WHAT YOU NEED TO DO => Report back each line of the data that contains the word "tennis".

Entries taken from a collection
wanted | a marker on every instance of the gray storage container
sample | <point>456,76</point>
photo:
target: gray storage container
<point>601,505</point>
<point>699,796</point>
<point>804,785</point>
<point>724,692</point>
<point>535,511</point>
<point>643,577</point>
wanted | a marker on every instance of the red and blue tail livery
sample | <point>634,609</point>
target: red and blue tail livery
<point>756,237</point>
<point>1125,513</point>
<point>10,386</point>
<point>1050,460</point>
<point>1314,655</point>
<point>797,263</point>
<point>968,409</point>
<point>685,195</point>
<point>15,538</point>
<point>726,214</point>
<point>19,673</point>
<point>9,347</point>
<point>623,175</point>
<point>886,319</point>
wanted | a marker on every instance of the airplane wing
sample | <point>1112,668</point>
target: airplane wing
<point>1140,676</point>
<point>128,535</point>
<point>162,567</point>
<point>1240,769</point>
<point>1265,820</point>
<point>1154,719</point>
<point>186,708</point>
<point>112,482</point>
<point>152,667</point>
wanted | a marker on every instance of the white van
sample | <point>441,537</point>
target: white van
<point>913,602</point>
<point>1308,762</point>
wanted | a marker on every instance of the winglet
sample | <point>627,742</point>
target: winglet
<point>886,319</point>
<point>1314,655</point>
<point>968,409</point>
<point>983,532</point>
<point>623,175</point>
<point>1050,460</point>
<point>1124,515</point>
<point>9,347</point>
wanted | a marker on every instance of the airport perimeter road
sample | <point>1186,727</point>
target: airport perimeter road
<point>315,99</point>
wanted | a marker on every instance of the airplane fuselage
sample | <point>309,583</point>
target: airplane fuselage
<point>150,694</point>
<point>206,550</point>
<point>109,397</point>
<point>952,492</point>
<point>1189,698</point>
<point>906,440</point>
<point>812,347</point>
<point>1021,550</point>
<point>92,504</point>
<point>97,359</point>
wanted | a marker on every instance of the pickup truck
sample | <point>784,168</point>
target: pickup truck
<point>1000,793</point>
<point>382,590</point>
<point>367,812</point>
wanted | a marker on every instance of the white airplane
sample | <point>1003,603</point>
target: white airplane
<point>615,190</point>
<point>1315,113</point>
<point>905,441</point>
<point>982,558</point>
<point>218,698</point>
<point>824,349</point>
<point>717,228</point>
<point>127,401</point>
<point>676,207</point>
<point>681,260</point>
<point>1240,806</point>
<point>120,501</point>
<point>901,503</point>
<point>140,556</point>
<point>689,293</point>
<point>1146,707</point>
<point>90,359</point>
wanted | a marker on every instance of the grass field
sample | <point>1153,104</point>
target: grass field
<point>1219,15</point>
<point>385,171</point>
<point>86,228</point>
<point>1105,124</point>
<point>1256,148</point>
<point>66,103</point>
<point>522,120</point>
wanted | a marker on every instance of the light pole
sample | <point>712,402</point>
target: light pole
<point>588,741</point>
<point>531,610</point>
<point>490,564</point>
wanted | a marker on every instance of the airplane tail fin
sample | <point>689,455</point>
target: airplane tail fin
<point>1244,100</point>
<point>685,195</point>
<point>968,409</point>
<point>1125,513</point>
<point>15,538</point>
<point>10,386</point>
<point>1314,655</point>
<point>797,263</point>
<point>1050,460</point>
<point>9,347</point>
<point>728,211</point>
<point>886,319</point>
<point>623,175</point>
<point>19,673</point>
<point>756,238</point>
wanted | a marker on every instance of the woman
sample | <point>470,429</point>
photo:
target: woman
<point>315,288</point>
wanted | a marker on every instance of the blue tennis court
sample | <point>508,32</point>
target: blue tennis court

ANSWER BELOW =>
wanted | a marker on every instance of the blue tennis court
target: blue tennis court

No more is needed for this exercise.